# Requirement A
In the tournament-preparation article, copy the passage from "I start by playing" up to and including "plans are working.".
# Requirement B
In the tournament-preparation article, why does playing the level 1 decks of the format fail to catch opponents off guard?

If I had to choose which area of my game has most improved over the past year or two, it would definitely be preparing for tournaments and using my time more effectively. Once I noticed some recurring patterns in my own testing process that hindered my performance at tournaments, I also noticed that many other players seemed to be making those same mistakes.
But before I go any further on what you should and shouldn’t be doing, I’m going to tell you a story of how I used to prepare for tournaments. A story of how a lot of players still do it. It actually bears a strong resemblance to the testing process of one of my friends for the most recent Mythic Championship in London.
So let’s begin……
The Conventional Adjustment Method
30 DAYS BEFORE THE TOURNAMENT
The Important Tournament is coming up, and I’m feeling good. This time, unlike many other times in the past, I’m going to practice well for it. There’s still plenty of time to find the mythical Best Deck, and hopefully even the Best Version of it. Our team just needs to test all the different decks and find out which one has the best expected win rate against the metagame.
I start by playing some leagues on Magic Online with the level 1 decks of the format. They seem like solid, normal decks, but nothing special. Most people already know how to play against those decks and are prepared with sideboard plans for those matchups. Some of those plans are, uh, “creative”, and not necessarily the most effective ones. Nonetheless, everybody has one so you’re not catching anyone off guard. They’re trying to beat your deck and by the end of the week, it seems like their plans are working.
21 DAYS BEFORE THE TOURNAMENT
I’ve been talking with a teammate who says they have had really good results with a new homebrew deck. I’m intrigued and hopeful. Honestly, the deck looks a bit gimmicky and plays some funky cards that I don’t like, but the core seems like it should line up well against the most popular decks. I decide to give the deck a try and play some leagues with it.

[Object detection data]
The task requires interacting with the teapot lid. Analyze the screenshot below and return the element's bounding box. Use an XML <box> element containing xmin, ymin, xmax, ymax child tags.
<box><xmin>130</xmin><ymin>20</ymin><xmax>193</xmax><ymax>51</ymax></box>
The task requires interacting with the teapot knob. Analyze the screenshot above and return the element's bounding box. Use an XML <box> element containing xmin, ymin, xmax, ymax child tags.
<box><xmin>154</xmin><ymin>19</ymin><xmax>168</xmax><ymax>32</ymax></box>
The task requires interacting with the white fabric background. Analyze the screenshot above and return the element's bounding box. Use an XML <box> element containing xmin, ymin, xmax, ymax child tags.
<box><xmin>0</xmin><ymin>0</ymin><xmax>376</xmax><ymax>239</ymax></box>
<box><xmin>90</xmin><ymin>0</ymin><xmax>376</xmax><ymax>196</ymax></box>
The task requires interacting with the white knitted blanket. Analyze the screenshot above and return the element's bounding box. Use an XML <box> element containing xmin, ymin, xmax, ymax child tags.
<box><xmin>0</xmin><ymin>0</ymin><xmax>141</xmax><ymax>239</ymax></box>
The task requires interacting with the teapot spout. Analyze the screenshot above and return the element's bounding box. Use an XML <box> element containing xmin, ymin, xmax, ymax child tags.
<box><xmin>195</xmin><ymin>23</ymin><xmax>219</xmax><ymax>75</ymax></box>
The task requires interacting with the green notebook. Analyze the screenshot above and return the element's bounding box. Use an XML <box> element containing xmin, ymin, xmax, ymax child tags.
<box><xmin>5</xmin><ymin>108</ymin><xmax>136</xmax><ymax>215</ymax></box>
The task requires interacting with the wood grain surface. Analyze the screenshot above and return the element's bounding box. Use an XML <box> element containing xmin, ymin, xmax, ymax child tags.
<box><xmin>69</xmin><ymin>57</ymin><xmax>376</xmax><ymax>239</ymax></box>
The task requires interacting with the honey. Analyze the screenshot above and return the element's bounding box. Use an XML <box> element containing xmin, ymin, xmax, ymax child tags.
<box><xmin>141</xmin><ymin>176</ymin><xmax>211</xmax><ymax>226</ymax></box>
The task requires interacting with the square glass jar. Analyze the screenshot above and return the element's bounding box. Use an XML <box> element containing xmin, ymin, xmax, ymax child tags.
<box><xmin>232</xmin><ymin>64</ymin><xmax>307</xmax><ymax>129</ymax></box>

# Output A
I start by playing some leagues on Magic Online with the level 1 decks of the format. They seem like solid, normal decks, but nothing special. Most people already know how to play against those decks and are prepared with sideboard plans for those matchups. Some of those plans are, uh, “creative”, and not necessarily the most effective ones. Nonetheless, everybody has one so you’re not catching anyone off guard. They’re trying to beat your deck and by the end of the week, it seems like their plans are working.

# Output B
Most players already know how to play against those decks and come prepared with sideboard plans for those matchups. Some of those plans are not the most effective, but everybody has one.